WORK ORDER
Across the entries that follow, count the lines with the string "green" and reply with that count alone.

INPUT DATA
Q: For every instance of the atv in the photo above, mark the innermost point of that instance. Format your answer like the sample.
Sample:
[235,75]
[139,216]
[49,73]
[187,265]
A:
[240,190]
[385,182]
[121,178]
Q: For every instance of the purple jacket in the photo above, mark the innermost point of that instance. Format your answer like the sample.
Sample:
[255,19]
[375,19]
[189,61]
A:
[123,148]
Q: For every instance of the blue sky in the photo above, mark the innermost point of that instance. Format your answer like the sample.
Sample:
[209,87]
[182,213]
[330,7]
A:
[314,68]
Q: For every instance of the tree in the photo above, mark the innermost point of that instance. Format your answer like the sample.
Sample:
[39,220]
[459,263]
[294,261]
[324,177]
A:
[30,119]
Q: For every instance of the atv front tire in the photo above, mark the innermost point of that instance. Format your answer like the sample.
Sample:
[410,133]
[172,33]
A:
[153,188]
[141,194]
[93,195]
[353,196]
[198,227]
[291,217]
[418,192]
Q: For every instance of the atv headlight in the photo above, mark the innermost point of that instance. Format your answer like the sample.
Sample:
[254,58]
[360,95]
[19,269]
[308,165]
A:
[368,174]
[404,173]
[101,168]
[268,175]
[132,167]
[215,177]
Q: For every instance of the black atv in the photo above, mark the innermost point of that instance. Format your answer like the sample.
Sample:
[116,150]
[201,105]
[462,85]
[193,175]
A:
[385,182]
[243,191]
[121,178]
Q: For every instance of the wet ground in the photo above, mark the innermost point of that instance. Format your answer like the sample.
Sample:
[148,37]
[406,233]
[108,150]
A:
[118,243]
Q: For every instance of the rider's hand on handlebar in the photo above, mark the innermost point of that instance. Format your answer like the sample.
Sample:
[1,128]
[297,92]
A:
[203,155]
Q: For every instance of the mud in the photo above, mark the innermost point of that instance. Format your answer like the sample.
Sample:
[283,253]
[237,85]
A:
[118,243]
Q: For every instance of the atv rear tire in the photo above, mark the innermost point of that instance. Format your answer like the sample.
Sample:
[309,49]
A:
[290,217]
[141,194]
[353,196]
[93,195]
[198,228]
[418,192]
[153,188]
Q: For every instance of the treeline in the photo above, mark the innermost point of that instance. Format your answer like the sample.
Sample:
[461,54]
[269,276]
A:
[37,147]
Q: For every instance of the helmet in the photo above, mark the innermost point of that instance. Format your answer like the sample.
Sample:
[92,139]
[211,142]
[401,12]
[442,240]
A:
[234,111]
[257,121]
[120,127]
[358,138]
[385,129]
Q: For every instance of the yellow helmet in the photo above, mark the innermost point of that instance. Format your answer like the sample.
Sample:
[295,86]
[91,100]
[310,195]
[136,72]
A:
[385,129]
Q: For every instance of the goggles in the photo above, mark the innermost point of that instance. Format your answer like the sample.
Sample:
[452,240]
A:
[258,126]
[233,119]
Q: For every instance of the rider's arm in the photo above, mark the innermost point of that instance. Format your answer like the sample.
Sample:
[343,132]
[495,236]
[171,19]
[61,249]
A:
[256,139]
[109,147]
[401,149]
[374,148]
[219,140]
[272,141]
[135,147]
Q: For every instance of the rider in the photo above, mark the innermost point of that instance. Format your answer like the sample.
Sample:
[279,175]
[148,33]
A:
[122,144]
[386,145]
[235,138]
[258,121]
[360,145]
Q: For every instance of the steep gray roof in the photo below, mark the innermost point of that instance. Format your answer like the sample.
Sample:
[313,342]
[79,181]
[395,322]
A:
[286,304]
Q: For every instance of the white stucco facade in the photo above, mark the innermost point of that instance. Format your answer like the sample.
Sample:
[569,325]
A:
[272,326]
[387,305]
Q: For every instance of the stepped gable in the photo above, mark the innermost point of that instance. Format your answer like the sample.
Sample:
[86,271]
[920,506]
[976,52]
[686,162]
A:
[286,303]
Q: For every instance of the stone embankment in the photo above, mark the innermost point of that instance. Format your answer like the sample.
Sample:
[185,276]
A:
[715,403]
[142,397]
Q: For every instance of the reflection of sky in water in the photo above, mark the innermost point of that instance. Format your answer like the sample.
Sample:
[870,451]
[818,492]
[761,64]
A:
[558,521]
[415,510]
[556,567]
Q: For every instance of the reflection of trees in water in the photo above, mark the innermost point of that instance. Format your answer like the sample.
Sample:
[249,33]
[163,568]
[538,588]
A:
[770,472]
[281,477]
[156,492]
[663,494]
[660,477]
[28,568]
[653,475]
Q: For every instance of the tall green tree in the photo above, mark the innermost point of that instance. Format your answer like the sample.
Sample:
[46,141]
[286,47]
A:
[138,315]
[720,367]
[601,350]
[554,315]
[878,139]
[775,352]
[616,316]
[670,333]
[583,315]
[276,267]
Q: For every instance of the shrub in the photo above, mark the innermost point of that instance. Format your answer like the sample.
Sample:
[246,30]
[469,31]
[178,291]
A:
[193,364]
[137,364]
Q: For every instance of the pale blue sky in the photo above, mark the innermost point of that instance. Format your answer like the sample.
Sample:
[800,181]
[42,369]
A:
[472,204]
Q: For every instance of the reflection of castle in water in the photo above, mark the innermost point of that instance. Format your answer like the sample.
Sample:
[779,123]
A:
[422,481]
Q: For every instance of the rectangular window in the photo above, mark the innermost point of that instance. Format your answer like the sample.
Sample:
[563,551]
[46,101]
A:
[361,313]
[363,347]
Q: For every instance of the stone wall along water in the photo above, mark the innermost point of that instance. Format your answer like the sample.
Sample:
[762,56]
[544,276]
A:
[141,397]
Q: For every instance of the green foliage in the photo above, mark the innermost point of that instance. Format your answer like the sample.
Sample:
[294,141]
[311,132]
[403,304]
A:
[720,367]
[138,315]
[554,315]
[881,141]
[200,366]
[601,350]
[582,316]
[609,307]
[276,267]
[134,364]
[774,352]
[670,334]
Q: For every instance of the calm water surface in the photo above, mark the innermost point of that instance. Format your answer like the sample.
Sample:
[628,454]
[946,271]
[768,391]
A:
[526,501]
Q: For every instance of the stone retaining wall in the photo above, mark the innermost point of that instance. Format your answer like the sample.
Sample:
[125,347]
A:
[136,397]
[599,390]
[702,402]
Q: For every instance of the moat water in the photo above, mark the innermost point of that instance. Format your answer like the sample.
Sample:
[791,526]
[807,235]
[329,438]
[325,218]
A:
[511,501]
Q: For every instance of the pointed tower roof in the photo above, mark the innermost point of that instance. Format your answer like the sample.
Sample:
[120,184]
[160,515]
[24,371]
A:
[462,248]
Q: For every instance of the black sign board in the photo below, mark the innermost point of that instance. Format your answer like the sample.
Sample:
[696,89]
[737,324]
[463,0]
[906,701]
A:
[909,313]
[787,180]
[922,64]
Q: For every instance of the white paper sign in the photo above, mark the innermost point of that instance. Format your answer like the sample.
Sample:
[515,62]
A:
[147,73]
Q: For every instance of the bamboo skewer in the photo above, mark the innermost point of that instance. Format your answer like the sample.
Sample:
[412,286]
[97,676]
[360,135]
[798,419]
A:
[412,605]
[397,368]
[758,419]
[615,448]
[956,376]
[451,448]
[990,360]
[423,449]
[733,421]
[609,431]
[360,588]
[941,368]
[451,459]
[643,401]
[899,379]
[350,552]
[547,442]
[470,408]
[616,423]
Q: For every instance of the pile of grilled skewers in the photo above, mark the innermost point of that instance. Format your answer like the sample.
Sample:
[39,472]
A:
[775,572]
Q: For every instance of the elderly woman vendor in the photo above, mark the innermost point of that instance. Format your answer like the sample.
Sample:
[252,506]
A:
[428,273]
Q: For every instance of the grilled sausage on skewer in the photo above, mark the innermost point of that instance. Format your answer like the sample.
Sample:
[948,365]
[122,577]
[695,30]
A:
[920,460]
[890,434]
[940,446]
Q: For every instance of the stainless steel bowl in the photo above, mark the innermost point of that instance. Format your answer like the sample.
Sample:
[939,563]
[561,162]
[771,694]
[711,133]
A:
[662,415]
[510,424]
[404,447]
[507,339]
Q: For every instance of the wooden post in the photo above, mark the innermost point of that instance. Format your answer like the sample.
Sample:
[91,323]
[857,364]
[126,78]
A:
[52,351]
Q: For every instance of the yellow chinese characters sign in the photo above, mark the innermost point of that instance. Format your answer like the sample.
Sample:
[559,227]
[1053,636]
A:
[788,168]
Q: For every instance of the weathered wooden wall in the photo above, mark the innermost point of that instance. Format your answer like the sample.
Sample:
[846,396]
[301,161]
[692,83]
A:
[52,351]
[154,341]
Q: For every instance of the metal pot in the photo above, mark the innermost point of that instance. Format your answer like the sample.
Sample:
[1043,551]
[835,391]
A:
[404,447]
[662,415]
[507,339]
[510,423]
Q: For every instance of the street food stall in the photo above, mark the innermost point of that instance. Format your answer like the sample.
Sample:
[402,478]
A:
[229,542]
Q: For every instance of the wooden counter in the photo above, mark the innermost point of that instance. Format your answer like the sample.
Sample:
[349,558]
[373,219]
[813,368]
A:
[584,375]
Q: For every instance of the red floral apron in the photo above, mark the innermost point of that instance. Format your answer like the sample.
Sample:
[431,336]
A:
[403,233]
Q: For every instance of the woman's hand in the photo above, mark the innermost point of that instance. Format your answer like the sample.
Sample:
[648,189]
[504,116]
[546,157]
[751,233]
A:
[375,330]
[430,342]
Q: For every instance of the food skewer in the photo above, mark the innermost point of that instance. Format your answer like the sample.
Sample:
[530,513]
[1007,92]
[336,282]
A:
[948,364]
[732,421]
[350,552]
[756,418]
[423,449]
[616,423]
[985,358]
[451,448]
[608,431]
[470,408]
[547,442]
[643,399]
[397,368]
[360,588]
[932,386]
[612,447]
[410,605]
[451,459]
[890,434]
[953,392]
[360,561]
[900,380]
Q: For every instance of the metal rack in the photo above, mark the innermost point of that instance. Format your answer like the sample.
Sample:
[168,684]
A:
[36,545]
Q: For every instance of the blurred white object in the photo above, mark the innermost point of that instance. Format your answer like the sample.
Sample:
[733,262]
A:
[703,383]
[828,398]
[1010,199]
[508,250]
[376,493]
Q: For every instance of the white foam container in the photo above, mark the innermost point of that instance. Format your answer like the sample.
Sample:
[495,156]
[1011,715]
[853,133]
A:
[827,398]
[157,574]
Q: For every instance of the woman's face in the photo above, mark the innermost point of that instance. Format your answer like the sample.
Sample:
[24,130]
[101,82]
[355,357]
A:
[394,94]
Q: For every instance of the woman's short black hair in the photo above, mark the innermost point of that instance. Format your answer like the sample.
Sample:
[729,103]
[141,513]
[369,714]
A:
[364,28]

RESPONSE
2